─── Text shown ───
# snow tires mode?



## tomkit (May 2, 2009)

I have the sport trim. I think there's a setting in the driver console to turn on snow tires. What does this do?


----------



## vw60606 (Jan 19, 2009)

*Re: snow tires mode? (tomkit)*

I believe it automatically sets the speed warning (which normally you set manually) to alert you at 130 mph / 210 kph, the typical "H" speed rating of winter tires.


----------



## GT17V (Aug 7, 2001)

*Re: snow tires mode? (tomkit)*


_Quote, originally posted by *tomkit* »_I have the sport trim. I think there's a setting in the driver console to turn on snow tires. What does this do?


nothing. Just another speed warning that you can set.
Doesn't change anything on how the car drives

_Quote, originally posted by *vw60606* »_I believe it automatically sets the speed warning (which normally you set manually) to alert you at 130 mph / 210 kph, the typical "H" speed rating of winter tires. 

Winter tires aren't typically "H" speed ratings. It may hold true for "Performance" Winter tires, but for the hardcore "Studless Ice/Snow" tires & "Studdable" tires, they tend to be "Q" speed rating, which is about 99 mph.


_Modified by GT17V at 7:05 AM 2-4-2010_


----------



## tomkit (May 2, 2009)

So the tires that come on the sport trim are not winter tires correct?


----------



## GT17V (Aug 7, 2001)

*Re: (tomkit)*


_Quote, originally posted by *tomkit* »_So the tires that come on the sport trim are not winter tires correct?

nope.
They are "All-season" tires, many people call them "No-season" tires.
You'll be fine, unless you go skiing, then you'll have to get snow chains regardless.


----------



## 56nomad56 (Apr 17, 2009)

My 1998 Lexus GS400 had a "snow" mode, when selected would start the car off in second gear to reduce wheel slipping.


----------
─── Supplied information ───
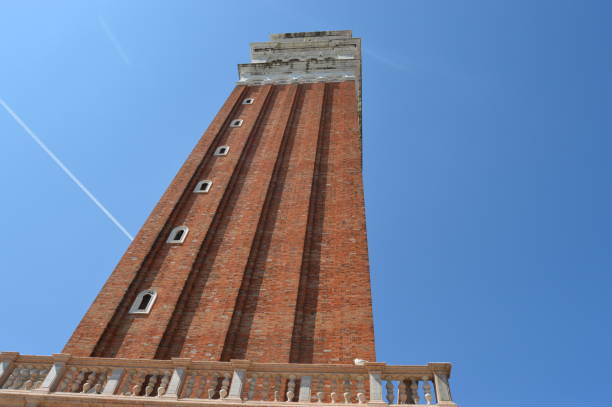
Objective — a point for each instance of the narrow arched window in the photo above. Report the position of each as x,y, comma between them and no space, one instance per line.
143,302
178,234
222,150
203,187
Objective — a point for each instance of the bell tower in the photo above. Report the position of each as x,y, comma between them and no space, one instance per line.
249,281
258,248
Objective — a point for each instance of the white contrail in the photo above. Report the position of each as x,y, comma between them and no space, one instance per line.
393,64
64,168
114,40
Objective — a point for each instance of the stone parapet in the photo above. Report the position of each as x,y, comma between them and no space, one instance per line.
63,380
306,57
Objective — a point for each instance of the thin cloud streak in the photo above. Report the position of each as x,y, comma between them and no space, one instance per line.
114,40
64,168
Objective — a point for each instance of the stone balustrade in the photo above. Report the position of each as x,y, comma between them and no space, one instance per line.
184,381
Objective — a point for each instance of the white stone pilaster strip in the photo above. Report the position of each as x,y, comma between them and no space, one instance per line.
238,379
442,387
6,360
305,394
55,373
178,376
376,383
113,381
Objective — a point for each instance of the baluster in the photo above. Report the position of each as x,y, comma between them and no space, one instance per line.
390,391
137,384
76,385
252,387
401,391
34,375
346,386
427,389
101,382
265,388
189,385
128,380
276,387
11,380
224,385
201,385
320,384
212,385
90,382
67,379
150,384
360,390
335,388
414,386
291,388
161,390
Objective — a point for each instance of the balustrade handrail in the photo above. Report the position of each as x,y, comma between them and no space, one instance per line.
285,368
180,378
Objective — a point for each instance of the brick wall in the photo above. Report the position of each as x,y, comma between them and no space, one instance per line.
274,267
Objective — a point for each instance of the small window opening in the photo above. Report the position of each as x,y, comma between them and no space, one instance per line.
178,235
203,186
143,302
222,150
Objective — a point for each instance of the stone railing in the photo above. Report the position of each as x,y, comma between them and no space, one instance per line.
168,382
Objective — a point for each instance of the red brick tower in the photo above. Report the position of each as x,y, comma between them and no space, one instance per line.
271,263
248,286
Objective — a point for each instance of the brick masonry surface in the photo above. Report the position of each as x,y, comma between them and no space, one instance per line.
275,266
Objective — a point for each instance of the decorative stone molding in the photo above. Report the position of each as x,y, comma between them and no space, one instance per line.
64,380
307,57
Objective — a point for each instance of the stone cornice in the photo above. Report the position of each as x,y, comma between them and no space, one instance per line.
320,56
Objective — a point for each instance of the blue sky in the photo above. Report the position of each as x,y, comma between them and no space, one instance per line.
487,144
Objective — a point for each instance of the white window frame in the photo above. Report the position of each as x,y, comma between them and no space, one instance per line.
135,309
198,189
185,230
218,150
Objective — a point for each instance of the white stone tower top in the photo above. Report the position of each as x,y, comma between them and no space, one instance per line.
305,57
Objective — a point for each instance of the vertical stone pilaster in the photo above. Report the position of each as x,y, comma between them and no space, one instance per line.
238,379
113,381
376,386
6,360
178,375
305,391
55,373
442,388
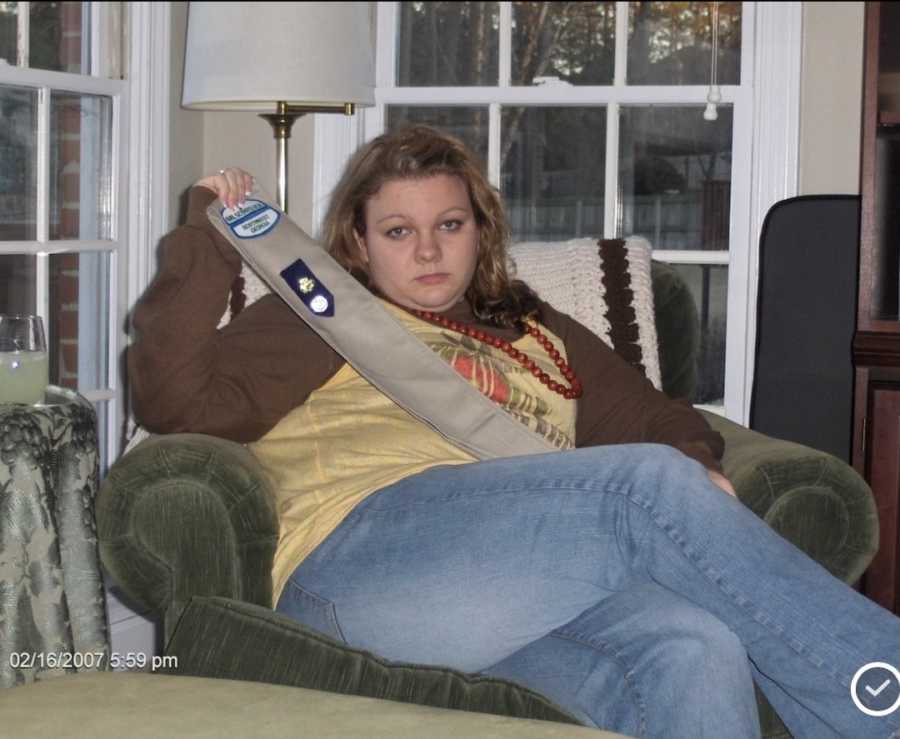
───
Copy everything in the forum thread from "nothing. Just another" down to "about 99 mph.", changing each "speed warning" to "speed alert". The material was drawn from a source other than the forum thread.

- **Expected answer**:
nothing. Just another speed alert that you can set.
Doesn't change anything on how the car drives

_Quote, originally posted by *vw60606* »_I believe it automatically sets the speed alert (which normally you set manually) to alert you at 130 mph / 210 kph, the typical "H" speed rating of winter tires. 

Winter tires aren't typically "H" speed ratings. It may hold true for "Performance" Winter tires, but for the hardcore "Studless Ice/Snow" tires & "Studdable" tires, they tend to be "Q" speed rating, which is about 99 mph.